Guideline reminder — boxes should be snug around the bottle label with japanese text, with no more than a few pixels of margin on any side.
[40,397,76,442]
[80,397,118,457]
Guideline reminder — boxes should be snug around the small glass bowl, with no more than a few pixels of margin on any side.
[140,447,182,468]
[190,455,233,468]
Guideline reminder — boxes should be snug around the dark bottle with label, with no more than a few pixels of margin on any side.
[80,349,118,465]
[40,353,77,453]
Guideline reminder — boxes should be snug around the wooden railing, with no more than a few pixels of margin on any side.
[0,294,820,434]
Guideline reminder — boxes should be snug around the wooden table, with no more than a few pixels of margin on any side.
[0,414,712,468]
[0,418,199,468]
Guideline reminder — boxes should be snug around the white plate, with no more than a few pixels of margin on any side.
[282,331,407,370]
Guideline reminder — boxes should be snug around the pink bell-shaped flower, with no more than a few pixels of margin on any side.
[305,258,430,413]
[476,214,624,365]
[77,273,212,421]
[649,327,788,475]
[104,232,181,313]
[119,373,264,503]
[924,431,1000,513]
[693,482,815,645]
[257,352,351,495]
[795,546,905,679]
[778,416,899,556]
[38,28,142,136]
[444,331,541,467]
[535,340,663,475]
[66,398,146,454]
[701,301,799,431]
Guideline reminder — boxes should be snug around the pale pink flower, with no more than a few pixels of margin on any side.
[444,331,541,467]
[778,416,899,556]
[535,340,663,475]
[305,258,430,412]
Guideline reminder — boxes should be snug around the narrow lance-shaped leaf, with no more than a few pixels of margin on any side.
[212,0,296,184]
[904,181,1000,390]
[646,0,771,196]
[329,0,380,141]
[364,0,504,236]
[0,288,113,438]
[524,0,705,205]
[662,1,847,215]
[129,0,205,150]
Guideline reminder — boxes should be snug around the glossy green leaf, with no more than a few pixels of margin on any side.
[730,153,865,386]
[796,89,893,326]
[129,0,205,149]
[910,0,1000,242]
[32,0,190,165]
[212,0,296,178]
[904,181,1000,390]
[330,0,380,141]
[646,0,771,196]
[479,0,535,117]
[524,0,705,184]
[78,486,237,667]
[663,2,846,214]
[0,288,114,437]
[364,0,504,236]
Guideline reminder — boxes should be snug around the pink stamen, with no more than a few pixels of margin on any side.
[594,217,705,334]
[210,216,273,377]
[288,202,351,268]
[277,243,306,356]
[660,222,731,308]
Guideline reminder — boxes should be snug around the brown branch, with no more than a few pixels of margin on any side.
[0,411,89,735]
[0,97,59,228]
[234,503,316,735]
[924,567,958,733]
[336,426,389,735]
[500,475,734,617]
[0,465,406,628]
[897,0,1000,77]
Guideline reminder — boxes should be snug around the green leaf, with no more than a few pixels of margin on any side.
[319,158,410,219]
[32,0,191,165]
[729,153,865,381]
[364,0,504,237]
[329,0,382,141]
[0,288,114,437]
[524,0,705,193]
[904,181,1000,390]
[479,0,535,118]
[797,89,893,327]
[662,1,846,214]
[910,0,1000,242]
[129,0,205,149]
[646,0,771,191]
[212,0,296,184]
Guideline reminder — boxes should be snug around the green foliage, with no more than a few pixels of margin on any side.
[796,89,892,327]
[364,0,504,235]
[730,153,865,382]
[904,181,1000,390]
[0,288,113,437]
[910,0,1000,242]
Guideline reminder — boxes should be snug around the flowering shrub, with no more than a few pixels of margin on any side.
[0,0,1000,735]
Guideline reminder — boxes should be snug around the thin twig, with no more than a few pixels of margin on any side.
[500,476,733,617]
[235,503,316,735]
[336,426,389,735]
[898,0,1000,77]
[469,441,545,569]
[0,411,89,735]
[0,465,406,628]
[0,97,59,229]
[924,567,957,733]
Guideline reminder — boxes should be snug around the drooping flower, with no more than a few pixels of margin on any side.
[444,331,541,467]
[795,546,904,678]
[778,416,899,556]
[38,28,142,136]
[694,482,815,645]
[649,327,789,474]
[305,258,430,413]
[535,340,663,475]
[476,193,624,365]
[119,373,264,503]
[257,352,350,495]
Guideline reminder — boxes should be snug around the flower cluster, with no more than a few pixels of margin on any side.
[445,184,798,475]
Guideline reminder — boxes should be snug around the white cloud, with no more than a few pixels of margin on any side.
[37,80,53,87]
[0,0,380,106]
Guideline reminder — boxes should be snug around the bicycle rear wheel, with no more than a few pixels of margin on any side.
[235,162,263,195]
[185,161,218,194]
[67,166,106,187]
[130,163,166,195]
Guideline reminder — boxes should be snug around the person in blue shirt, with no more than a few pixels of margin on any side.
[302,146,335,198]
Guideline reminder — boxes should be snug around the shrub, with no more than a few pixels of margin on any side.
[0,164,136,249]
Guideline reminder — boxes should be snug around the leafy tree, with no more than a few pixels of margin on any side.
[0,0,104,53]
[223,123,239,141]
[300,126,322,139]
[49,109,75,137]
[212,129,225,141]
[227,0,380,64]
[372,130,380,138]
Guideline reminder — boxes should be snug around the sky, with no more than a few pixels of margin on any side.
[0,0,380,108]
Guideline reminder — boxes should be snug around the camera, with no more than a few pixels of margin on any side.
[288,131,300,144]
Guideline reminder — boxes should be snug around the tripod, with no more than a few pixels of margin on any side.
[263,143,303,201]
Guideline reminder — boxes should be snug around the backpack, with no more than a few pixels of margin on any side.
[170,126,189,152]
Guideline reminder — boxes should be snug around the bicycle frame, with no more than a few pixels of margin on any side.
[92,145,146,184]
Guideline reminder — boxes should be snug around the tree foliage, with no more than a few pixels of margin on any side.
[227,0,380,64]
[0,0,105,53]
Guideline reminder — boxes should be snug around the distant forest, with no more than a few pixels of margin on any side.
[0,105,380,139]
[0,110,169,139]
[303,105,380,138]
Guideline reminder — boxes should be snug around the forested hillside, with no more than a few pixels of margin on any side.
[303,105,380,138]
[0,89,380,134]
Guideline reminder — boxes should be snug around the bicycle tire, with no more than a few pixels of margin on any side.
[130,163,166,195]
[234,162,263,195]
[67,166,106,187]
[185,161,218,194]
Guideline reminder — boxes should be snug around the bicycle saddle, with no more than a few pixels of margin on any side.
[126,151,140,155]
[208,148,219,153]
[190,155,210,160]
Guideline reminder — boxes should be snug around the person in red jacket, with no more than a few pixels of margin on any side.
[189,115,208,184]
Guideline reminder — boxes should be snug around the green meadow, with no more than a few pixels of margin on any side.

|---|

*PROBLEM STATEMENT:* Please format the records as a Markdown table with the columns Row and Record line. Start with their first line, continue through the line containing "[282,331,407,370]", and leave out any blank lines.

*FINAL RESULT:*
| Row | Record line |
|---|---|
| 1 | Guideline reminder — boxes should be snug around the bottle label with japanese text, with no more than a few pixels of margin on any side. |
| 2 | [40,397,76,442] |
| 3 | [80,397,118,457] |
| 4 | Guideline reminder — boxes should be snug around the small glass bowl, with no more than a few pixels of margin on any side. |
| 5 | [140,447,182,468] |
| 6 | [190,455,233,468] |
| 7 | Guideline reminder — boxes should be snug around the dark bottle with label, with no more than a few pixels of margin on any side. |
| 8 | [80,349,118,465] |
| 9 | [40,353,77,453] |
| 10 | Guideline reminder — boxes should be snug around the wooden railing, with no more than a few pixels of margin on any side. |
| 11 | [0,294,820,434] |
| 12 | Guideline reminder — boxes should be snug around the wooden table, with no more than a few pixels of margin on any side. |
| 13 | [0,414,712,468] |
| 14 | [0,418,199,468] |
| 15 | Guideline reminder — boxes should be snug around the white plate, with no more than a few pixels of margin on any side. |
| 16 | [282,331,407,370] |